══ Data shown ══

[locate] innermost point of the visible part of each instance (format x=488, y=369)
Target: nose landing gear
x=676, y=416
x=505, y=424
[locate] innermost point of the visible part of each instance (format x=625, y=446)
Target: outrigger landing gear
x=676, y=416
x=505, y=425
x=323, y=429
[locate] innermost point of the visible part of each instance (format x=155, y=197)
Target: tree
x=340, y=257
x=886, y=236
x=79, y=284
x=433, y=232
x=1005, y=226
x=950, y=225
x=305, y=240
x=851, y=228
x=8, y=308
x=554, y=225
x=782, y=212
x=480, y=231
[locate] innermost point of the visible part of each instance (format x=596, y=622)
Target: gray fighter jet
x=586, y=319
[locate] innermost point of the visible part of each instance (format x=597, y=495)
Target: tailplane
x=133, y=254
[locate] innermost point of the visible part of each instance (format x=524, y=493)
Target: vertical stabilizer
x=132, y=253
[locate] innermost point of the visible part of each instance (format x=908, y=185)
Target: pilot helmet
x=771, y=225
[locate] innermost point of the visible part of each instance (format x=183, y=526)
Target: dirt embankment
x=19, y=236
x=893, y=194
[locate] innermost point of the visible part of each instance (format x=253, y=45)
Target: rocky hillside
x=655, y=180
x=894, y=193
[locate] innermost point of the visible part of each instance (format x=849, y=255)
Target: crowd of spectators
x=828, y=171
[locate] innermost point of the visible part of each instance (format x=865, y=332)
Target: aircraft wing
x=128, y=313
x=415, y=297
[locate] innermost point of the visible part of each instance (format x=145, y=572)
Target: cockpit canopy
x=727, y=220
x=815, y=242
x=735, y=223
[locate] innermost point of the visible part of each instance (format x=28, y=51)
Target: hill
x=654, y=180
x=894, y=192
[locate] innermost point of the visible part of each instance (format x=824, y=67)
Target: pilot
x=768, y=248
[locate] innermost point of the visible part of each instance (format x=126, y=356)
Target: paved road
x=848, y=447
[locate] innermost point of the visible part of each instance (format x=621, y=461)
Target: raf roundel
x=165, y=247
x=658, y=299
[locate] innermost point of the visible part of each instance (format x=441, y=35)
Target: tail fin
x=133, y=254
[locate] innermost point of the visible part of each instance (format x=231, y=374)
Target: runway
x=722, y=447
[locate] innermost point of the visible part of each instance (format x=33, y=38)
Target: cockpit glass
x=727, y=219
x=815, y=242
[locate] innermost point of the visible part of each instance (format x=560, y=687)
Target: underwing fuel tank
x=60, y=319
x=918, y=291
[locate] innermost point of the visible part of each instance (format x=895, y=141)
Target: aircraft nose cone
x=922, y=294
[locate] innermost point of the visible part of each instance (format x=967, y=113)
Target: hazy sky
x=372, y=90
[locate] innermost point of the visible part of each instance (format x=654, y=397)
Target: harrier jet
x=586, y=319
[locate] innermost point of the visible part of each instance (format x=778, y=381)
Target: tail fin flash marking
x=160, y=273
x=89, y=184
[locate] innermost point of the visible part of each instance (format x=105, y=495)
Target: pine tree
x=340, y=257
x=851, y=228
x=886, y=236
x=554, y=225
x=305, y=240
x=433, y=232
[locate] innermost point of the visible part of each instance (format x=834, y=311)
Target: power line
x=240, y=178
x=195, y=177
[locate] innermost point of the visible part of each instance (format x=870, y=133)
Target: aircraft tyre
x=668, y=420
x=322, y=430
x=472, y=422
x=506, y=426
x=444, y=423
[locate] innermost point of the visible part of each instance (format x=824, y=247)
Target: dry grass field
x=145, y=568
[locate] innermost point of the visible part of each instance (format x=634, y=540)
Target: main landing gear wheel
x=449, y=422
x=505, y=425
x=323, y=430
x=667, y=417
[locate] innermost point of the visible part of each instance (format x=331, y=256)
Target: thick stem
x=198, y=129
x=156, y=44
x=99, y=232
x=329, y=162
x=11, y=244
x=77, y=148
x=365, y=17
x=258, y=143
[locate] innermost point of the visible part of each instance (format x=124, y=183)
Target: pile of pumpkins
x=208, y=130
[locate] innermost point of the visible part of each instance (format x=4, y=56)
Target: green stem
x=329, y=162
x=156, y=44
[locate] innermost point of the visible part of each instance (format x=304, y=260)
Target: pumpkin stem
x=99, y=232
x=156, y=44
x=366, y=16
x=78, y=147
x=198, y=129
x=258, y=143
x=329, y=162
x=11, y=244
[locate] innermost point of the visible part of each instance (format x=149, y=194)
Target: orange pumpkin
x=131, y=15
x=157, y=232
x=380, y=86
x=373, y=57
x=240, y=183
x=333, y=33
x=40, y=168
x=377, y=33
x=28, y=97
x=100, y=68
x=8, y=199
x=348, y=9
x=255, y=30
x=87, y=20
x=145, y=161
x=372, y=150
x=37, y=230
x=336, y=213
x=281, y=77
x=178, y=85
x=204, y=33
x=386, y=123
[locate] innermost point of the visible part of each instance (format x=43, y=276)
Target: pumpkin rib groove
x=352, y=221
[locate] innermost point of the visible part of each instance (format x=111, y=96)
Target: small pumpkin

═══

What you have to do:
Add 77 to every coordinate in the answers, leaving the numbers in the requests and their format samples unchanged. Write the lines out again with the requests included, starting with the first line and going on through the line with "x=323, y=429".

Complete response:
[locate] innermost point of the visible part of each instance (format x=488, y=369)
Target: nose landing gear
x=753, y=493
x=582, y=501
[locate] innermost point of the visible part of each instance (format x=625, y=446)
Target: outrigger landing gear
x=753, y=493
x=582, y=502
x=400, y=506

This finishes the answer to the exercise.